• [SELECTED TEXT]
In Figure 2, the calculated correlation coefficient has a clear peak on the time axis, with a TOF of 17.36 μs corresponding to the peak. The calculated results were in good agreement with the theoretical settings, so the algorithm is suitable for ultrasonic signal processing in ultrasonic velocity measurements.

3. Theoretical Model between Ultrasonic Velocity and Temperature

Ultrasound is defined as an elastic wave of high frequency that propagates in a medium. Therefore, when an elastic wave propagates in an isotropic medium without being affected by volume stress, the ultrasonic longitudinal wave velocity, denoted as $c_{\mathrm{L}}$, can be found from the following equation:

$$c_{\mathrm{L}}=\sqrt{\frac{E(1-\upsilon )}{\rho (1+\upsilon )(1-2\upsilon )}},$$

(7)

where ρ is density, υ is Poisson’s ratio, and E is Young’s modulus.

• [WORK REQUEST] From the ultrasonic velocity text, return word for word the part that begins with the words "In Figure 2, the" and ends after "is Young’s modulus.".

• [INFORMATION PROVIDED]
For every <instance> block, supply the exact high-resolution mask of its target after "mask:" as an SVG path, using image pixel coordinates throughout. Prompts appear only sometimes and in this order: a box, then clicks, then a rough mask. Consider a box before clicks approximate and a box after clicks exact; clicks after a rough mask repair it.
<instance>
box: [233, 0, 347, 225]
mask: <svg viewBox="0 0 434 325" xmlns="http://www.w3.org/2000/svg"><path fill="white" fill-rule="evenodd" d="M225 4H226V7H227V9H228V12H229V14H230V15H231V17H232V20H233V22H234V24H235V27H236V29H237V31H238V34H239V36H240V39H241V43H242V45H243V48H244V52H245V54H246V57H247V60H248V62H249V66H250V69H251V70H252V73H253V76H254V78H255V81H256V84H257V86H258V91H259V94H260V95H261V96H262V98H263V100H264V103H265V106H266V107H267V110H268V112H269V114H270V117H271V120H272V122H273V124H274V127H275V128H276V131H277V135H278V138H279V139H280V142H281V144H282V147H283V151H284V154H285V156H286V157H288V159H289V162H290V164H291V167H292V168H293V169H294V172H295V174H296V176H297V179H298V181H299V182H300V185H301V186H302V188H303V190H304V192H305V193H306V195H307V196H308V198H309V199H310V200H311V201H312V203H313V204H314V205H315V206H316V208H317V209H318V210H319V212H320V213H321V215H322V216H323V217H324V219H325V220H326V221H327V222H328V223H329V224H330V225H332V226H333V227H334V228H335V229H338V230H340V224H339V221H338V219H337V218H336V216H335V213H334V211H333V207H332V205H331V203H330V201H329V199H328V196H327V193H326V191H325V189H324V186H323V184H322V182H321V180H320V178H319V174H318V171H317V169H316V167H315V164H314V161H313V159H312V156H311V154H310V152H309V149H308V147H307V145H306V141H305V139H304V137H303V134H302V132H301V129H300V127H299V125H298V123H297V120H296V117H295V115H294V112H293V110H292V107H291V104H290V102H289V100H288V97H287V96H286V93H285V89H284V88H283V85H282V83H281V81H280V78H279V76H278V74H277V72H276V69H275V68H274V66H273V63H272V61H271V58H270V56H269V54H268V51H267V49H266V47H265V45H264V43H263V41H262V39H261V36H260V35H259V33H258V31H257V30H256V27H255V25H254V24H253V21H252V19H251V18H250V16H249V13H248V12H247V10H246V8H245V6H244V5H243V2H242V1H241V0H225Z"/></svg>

• [THE ANSWER]
In Figure 2, the calculated correlation coefficient has a clear peak on the time axis, with a TOF of 17.36 μs corresponding to the peak. The calculated results were in good agreement with the theoretical settings, so the algorithm is suitable for ultrasonic signal processing in ultrasonic velocity measurements.

3. Theoretical Model between Ultrasonic Velocity and Temperature

Ultrasound is defined as an elastic wave of high frequency that propagates in a medium. Therefore, when an elastic wave propagates in an isotropic medium without being affected by volume stress, the ultrasonic longitudinal wave velocity, denoted as $c_{\mathrm{L}}$, can be found from the following equation:

$$c_{\mathrm{L}}=\sqrt{\frac{E(1-\upsilon )}{\rho (1+\upsilon )(1-2\upsilon )}},$$

(7)

where ρ is density, υ is Poisson’s ratio, and E is Young’s modulus.